Exercise instructions:
Your answer should be a faithful copy of the entire listing.

────────

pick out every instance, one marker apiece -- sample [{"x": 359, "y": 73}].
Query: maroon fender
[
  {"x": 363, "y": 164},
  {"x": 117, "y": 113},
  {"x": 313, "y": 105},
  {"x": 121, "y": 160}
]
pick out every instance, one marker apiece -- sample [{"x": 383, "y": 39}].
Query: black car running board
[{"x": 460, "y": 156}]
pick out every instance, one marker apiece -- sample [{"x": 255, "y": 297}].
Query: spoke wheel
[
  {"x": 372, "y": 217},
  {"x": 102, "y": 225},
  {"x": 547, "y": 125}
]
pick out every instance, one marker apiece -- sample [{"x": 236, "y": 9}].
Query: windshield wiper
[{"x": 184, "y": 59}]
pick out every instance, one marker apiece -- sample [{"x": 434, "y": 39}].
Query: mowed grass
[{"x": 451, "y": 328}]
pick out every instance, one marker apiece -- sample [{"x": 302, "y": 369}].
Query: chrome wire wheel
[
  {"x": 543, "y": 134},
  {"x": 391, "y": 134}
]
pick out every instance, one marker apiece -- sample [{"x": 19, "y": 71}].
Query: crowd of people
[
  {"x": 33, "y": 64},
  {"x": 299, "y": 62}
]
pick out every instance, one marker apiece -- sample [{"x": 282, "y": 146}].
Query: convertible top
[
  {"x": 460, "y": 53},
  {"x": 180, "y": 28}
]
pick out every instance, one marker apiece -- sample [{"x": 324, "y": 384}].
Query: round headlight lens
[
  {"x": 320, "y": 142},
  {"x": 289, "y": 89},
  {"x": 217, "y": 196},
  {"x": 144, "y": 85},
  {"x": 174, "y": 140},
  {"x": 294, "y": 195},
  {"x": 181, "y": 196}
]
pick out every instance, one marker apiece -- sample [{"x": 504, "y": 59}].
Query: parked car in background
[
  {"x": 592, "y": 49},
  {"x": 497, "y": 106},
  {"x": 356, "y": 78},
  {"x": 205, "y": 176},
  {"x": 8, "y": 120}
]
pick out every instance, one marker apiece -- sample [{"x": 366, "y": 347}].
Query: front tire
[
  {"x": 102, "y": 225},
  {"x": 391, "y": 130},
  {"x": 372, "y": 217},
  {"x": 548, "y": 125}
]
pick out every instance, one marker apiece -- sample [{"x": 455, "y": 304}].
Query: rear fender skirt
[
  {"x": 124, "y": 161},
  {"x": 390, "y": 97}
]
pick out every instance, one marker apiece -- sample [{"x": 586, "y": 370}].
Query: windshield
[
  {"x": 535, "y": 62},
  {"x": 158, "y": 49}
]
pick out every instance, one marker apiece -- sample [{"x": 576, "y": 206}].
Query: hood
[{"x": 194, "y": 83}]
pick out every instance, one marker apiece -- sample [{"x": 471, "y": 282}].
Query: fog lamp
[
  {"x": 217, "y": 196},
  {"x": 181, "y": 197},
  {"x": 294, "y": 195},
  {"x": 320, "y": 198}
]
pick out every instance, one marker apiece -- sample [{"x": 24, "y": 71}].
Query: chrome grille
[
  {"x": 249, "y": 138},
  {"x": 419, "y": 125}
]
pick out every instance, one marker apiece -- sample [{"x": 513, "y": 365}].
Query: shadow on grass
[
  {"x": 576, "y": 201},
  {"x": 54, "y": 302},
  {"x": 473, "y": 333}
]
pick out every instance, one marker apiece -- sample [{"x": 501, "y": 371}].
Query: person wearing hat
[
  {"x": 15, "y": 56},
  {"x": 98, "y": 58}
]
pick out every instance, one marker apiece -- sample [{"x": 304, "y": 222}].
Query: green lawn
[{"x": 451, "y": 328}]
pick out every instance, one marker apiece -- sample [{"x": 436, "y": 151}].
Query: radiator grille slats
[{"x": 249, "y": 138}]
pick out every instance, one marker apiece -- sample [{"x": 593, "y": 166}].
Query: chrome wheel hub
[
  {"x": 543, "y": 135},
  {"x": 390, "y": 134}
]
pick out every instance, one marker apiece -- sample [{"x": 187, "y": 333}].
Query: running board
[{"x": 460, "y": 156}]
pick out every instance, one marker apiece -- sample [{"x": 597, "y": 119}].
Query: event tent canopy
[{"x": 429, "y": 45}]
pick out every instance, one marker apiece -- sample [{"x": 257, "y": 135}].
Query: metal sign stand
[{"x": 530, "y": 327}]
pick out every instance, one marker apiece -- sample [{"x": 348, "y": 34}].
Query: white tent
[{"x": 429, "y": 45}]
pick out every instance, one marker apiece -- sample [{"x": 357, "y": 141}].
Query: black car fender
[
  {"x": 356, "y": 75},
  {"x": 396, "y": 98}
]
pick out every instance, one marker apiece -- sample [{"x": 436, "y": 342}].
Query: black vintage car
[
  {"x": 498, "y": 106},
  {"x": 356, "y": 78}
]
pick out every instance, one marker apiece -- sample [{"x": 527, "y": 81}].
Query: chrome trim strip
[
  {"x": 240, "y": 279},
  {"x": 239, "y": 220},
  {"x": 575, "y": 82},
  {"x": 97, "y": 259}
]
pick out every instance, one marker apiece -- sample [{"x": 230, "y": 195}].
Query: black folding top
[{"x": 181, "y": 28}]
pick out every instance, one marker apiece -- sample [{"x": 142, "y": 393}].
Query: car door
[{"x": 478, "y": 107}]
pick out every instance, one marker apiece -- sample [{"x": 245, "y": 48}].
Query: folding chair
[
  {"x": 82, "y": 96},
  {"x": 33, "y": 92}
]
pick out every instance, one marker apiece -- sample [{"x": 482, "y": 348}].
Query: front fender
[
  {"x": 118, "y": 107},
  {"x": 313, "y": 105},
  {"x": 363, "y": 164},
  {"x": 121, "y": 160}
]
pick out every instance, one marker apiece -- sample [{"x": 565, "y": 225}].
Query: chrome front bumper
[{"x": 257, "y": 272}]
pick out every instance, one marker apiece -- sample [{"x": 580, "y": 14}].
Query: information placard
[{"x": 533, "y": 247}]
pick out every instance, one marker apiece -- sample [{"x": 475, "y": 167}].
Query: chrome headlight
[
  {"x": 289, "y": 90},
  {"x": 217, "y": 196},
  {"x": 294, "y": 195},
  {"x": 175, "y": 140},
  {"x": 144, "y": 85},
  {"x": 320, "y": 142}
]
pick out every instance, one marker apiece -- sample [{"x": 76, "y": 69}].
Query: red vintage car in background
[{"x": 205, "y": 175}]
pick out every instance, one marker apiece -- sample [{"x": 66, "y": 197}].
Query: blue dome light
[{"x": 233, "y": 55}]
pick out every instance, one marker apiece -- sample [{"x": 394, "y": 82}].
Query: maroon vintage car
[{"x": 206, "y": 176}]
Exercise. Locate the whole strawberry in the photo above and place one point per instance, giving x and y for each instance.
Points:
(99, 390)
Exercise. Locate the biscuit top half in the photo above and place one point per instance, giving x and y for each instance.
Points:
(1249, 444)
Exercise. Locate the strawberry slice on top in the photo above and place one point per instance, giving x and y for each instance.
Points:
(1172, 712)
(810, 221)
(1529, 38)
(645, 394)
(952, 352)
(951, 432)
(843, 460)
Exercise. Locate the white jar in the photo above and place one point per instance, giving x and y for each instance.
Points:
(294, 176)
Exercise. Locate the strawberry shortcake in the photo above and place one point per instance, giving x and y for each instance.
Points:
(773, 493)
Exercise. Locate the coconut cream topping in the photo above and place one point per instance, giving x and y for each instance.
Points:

────────

Exercise output:
pick out every instance, one marker apiece -- sample [{"x": 359, "y": 73}].
Query: maroon fender
[
  {"x": 363, "y": 164},
  {"x": 117, "y": 113},
  {"x": 313, "y": 105},
  {"x": 121, "y": 160}
]
pick out every instance, one marker apiece -- sample [{"x": 383, "y": 39}].
Query: black car running board
[{"x": 460, "y": 156}]
pick out every instance, one marker apiece -- sample [{"x": 255, "y": 297}].
Query: spoke wheel
[
  {"x": 372, "y": 217},
  {"x": 102, "y": 225},
  {"x": 547, "y": 125}
]
pick out every instance, one marker apiece -- sample [{"x": 236, "y": 9}].
Query: windshield wiper
[{"x": 184, "y": 59}]
pick out every instance, one marker apiece -- sample [{"x": 434, "y": 39}].
Query: mowed grass
[{"x": 451, "y": 328}]
pick out every instance, one marker apiece -- sample [{"x": 302, "y": 369}].
Query: chrome wire wheel
[
  {"x": 543, "y": 134},
  {"x": 391, "y": 134}
]
pick out every instance, one marker apiece -- sample [{"x": 19, "y": 71}].
Query: crowd of people
[
  {"x": 33, "y": 64},
  {"x": 299, "y": 62}
]
pick out every instance, one marker apiece -- sample [{"x": 282, "y": 146}].
Query: convertible top
[
  {"x": 460, "y": 53},
  {"x": 180, "y": 28}
]
pick out every instance, one marker apiece -- sample [{"x": 324, "y": 384}].
Query: round headlight lens
[
  {"x": 320, "y": 142},
  {"x": 289, "y": 89},
  {"x": 217, "y": 196},
  {"x": 144, "y": 85},
  {"x": 174, "y": 140},
  {"x": 294, "y": 195},
  {"x": 181, "y": 196}
]
pick out every instance, one marker apiece -- sample [{"x": 504, "y": 59}].
Query: parked car in background
[
  {"x": 592, "y": 49},
  {"x": 497, "y": 106},
  {"x": 356, "y": 78},
  {"x": 205, "y": 176},
  {"x": 8, "y": 120}
]
pick out every instance, one marker apiece -- sample [{"x": 366, "y": 347}].
Query: front tire
[
  {"x": 102, "y": 225},
  {"x": 391, "y": 130},
  {"x": 372, "y": 217},
  {"x": 548, "y": 125}
]
pick out every instance, one marker apiece -- sample [{"x": 455, "y": 304}].
Query: rear fender skirt
[
  {"x": 124, "y": 161},
  {"x": 390, "y": 97}
]
pick out every instance, one marker apiece -- sample [{"x": 586, "y": 370}].
Query: windshield
[
  {"x": 535, "y": 62},
  {"x": 158, "y": 49}
]
pick out every instance, one marker apiece -- sample [{"x": 576, "y": 206}].
Query: hood
[{"x": 194, "y": 83}]
pick out every instance, one marker apiece -- sample [{"x": 471, "y": 282}].
Query: fog lamp
[
  {"x": 217, "y": 196},
  {"x": 181, "y": 197},
  {"x": 294, "y": 195},
  {"x": 320, "y": 198}
]
pick out every instance, one marker apiece -- sample [{"x": 24, "y": 71}].
Query: chrome grille
[
  {"x": 249, "y": 138},
  {"x": 419, "y": 125}
]
pick out every instance, one marker apiece -- sample [{"x": 513, "y": 365}].
Query: shadow on grass
[
  {"x": 576, "y": 201},
  {"x": 54, "y": 302},
  {"x": 473, "y": 333}
]
pick out every instance, one marker apiece -- sample [{"x": 501, "y": 371}].
Query: person wearing hat
[
  {"x": 15, "y": 56},
  {"x": 98, "y": 58}
]
pick out every instance, one marker apiece -- sample [{"x": 304, "y": 222}].
Query: green lawn
[{"x": 451, "y": 328}]
pick out every instance, one marker apiece -- sample [{"x": 436, "y": 151}].
Query: radiator grille slats
[{"x": 249, "y": 138}]
pick out every instance, one marker apiece -- sample [{"x": 593, "y": 166}].
Query: chrome wheel hub
[
  {"x": 543, "y": 135},
  {"x": 390, "y": 134}
]
pick out every instance, one marker apiece -- sample [{"x": 187, "y": 333}].
Query: running board
[{"x": 460, "y": 156}]
pick out every instance, one marker apiece -- sample [{"x": 597, "y": 119}].
Query: event tent canopy
[{"x": 429, "y": 45}]
pick out every instance, one marker apiece -- sample [{"x": 257, "y": 135}].
Query: metal sign stand
[{"x": 530, "y": 327}]
pick out every instance, one marker apiece -- sample [{"x": 348, "y": 34}].
Query: white tent
[{"x": 429, "y": 45}]
pick out every instance, one marker apiece -- sample [{"x": 357, "y": 141}].
Query: black car fender
[
  {"x": 356, "y": 75},
  {"x": 396, "y": 98}
]
pick out every instance, one marker apiece -- sample [{"x": 436, "y": 342}].
Query: black vintage car
[
  {"x": 498, "y": 106},
  {"x": 356, "y": 78}
]
pick out every instance, one marker apiece -- sample [{"x": 527, "y": 81}].
Query: chrome trim strip
[
  {"x": 240, "y": 279},
  {"x": 239, "y": 220},
  {"x": 575, "y": 82},
  {"x": 97, "y": 259}
]
pick out every instance, one marker apiece -- sample [{"x": 230, "y": 195}].
Query: black folding top
[{"x": 181, "y": 28}]
pick out every instance, one marker apiece -- sample [{"x": 142, "y": 393}].
Query: car door
[{"x": 478, "y": 107}]
pick out every instance, one marker apiece -- sample [{"x": 245, "y": 48}].
Query: folding chair
[
  {"x": 82, "y": 96},
  {"x": 33, "y": 92}
]
pick out every instance, one marker apiece -- sample [{"x": 482, "y": 348}].
Query: front fender
[
  {"x": 118, "y": 107},
  {"x": 313, "y": 105},
  {"x": 363, "y": 164},
  {"x": 121, "y": 160}
]
pick out every instance, one marker apiece -- sample [{"x": 565, "y": 225}].
Query: chrome front bumper
[{"x": 257, "y": 272}]
pick out every instance, one marker apiece -- sample [{"x": 580, "y": 14}].
Query: information placard
[{"x": 533, "y": 247}]
pick out every instance, one marker apiece -- sample [{"x": 475, "y": 167}].
Query: chrome headlight
[
  {"x": 289, "y": 90},
  {"x": 217, "y": 196},
  {"x": 294, "y": 195},
  {"x": 175, "y": 140},
  {"x": 144, "y": 85},
  {"x": 320, "y": 142}
]
pick out every instance, one marker apiece -- sample [{"x": 76, "y": 69}].
Query: red vintage car in background
[{"x": 205, "y": 175}]
pick out every instance, one marker apiece -- sample [{"x": 66, "y": 197}].
Query: blue dome light
[{"x": 233, "y": 55}]
pick out every instance, one marker apiece -- sample [{"x": 394, "y": 82}].
Query: maroon vintage car
[{"x": 206, "y": 176}]
Exercise. Locate the whole strawberry in the photo above and place one point per instance, giving x and y for each instance.
Points:
(99, 390)
Exercise. Locate the biscuit top half in the photo above and place one point per instance, giving x and y for each instance.
Points:
(1249, 444)
Exercise. Locate the strawberry slice on top in the photo above and place one point per instance, giving x and y for each instance.
Points:
(1172, 712)
(810, 221)
(1529, 38)
(645, 394)
(952, 352)
(951, 432)
(843, 460)
Exercise. Locate the white jar in the photo above and place one point per instance, giving x and y for each instance.
Points:
(294, 176)
Exercise. Locate the strawberry shortcake in the photo above and place one point per instance, giving x and y for each instance.
Points:
(773, 493)
Exercise. Locate the coconut cream topping in the photo above and place one point per instance, giving x and y for each instance.
Points:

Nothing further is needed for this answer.